■ **Exercise description**:
When you reach the line containing "Mark a point on each instance of the wheel" in the data below, begin returning lines exactly as written, and stop once the line containing "x=638, y=127" has been returned.

■ **Task material**:
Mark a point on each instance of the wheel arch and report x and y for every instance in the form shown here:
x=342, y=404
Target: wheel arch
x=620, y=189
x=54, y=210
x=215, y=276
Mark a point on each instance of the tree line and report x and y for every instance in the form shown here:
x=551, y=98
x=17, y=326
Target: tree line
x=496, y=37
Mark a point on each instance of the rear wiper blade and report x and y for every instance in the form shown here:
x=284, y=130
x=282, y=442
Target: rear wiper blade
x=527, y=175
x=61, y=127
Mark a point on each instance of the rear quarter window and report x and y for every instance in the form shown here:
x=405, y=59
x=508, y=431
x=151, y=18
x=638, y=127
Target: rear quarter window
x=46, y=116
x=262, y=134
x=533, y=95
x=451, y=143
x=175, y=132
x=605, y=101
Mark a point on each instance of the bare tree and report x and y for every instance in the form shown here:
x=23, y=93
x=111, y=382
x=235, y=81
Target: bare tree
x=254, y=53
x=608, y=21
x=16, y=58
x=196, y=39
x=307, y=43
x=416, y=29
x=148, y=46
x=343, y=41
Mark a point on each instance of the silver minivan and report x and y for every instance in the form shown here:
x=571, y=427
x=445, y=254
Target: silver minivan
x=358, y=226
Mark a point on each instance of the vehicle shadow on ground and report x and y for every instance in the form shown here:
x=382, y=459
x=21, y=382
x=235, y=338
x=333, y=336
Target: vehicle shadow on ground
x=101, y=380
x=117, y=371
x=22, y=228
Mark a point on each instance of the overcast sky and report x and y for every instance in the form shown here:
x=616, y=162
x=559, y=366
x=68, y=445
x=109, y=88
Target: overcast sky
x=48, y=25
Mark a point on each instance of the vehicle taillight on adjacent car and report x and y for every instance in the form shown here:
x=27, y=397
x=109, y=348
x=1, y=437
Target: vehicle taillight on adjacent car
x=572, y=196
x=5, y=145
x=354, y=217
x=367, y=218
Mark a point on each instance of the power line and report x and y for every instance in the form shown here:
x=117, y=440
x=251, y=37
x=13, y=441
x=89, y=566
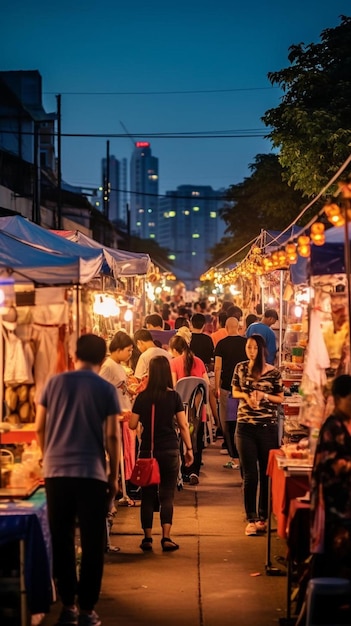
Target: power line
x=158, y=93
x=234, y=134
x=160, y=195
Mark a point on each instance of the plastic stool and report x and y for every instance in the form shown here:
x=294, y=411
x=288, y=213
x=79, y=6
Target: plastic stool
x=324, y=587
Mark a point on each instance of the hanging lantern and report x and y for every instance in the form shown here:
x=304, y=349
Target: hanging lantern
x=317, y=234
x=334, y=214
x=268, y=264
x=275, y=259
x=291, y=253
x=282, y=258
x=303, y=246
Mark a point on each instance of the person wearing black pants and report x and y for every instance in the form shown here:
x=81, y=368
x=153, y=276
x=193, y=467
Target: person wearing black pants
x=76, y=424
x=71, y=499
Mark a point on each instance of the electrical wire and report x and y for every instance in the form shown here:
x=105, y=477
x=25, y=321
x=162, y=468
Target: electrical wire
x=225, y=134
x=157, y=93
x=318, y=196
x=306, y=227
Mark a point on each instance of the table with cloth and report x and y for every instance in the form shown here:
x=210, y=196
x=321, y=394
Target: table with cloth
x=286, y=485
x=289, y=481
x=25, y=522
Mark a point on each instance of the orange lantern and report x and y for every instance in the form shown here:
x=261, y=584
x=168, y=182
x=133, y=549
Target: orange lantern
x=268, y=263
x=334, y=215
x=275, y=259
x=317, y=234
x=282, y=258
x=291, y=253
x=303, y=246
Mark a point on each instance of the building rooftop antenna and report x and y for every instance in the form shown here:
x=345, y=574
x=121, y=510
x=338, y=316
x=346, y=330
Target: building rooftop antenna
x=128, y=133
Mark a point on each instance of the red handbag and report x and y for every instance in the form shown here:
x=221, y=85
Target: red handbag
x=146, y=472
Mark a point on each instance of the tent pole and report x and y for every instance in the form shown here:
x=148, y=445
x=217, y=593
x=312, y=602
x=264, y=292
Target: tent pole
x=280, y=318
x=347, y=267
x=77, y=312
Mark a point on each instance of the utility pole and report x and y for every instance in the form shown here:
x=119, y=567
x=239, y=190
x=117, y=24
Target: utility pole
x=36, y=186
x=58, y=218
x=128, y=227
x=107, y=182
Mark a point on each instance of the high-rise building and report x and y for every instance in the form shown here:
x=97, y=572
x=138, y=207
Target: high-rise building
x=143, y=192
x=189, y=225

--

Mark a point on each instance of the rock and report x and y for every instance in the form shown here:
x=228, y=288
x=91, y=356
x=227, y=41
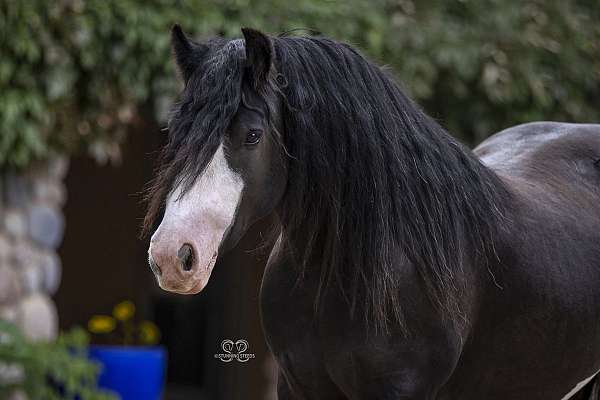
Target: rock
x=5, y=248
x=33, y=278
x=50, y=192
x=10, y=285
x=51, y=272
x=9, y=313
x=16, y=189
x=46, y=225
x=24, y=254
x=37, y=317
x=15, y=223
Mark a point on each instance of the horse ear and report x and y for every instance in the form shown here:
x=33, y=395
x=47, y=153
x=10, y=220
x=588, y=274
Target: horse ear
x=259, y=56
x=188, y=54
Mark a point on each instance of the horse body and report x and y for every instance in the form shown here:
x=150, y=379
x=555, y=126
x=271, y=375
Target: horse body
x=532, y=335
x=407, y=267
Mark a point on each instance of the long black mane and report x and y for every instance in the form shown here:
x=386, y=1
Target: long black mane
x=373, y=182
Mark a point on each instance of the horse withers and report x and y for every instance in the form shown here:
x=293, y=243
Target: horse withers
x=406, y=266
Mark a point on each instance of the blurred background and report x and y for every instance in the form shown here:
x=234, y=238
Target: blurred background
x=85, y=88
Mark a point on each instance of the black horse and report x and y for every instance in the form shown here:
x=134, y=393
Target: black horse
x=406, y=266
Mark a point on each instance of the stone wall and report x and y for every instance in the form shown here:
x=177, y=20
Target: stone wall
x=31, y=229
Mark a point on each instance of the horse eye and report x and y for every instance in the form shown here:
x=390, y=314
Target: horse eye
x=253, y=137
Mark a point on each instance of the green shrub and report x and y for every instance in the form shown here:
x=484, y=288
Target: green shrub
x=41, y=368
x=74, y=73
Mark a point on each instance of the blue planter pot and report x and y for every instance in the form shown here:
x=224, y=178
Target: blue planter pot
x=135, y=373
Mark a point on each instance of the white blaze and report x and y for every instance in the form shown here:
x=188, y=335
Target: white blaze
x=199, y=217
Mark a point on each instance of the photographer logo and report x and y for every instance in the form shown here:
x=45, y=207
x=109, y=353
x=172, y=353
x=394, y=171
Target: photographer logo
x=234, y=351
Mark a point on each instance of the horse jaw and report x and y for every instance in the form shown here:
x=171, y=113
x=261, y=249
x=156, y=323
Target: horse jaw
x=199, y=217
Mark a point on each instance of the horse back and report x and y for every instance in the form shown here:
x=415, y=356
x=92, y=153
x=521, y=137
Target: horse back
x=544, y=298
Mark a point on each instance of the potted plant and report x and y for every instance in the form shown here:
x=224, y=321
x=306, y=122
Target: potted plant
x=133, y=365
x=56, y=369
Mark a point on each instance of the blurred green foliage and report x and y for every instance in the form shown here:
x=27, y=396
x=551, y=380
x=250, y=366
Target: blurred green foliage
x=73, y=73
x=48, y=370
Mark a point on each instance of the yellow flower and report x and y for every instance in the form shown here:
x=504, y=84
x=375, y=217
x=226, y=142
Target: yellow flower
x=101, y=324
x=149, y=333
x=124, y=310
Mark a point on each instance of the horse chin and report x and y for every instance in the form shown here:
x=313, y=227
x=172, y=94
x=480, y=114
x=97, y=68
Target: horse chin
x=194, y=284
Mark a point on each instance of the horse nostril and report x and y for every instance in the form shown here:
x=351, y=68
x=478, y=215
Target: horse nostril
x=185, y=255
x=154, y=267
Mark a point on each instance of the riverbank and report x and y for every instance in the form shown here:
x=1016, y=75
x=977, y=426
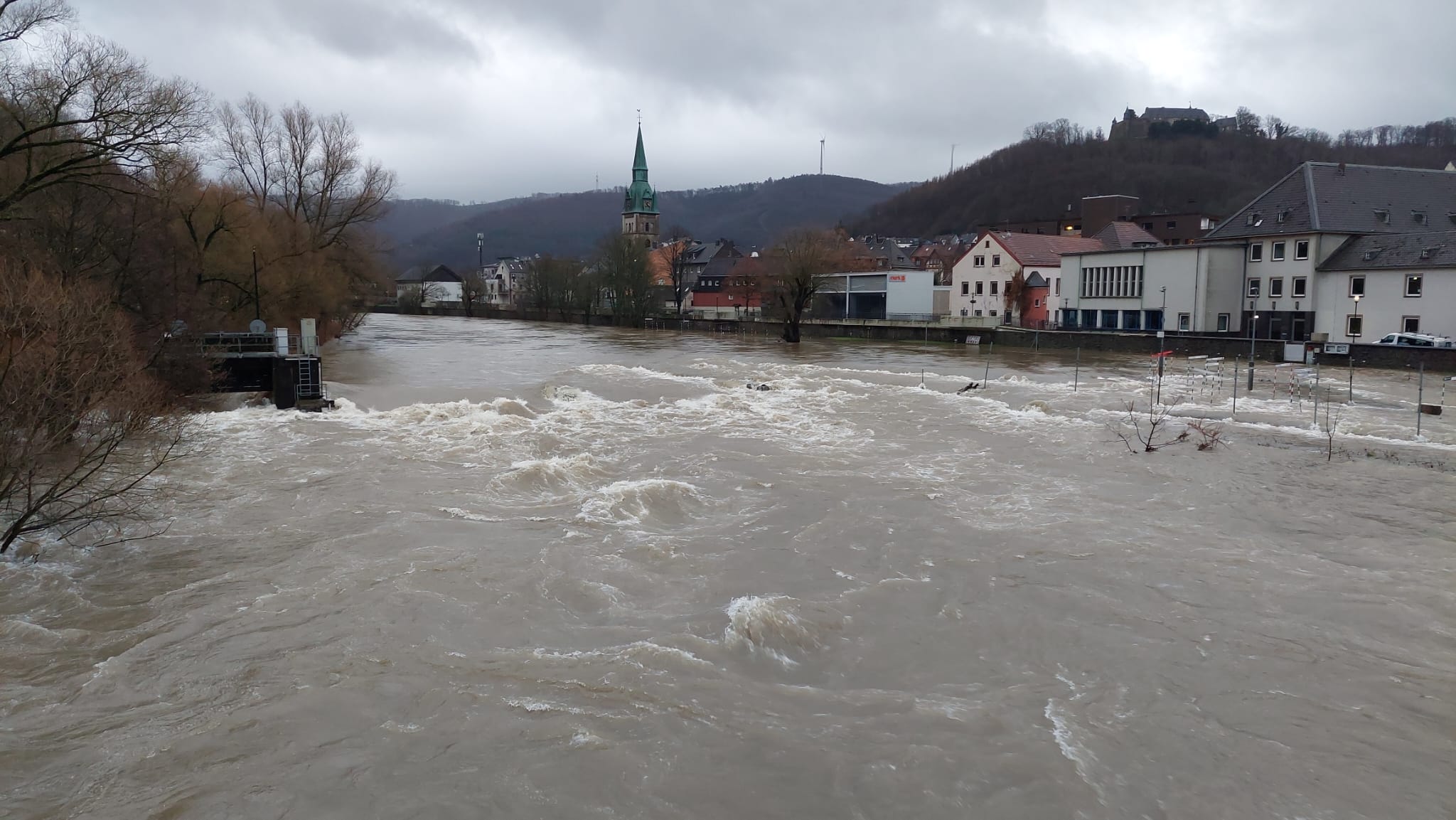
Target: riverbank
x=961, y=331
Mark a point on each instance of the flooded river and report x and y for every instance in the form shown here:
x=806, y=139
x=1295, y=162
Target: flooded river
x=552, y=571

■ **Answer to this problem**:
Mark a point on each instance of the wheel arch and report x and y for every instance in the form shown here:
x=342, y=404
Target: wheel arch
x=620, y=189
x=54, y=210
x=215, y=276
Mark a point on each instance of the tree line and report x and y for every instance in the form shown here:
x=551, y=98
x=17, y=326
Target: tree line
x=496, y=37
Mark a point on each instance of the rear wiper blade and report x and y for every instance in the form shown here:
x=284, y=130
x=282, y=442
Target: rear wiper blade
x=527, y=175
x=61, y=127
Mark a point on each instance of the rear quarter window and report x and y for every instance in the form shown here:
x=405, y=59
x=508, y=431
x=151, y=18
x=638, y=127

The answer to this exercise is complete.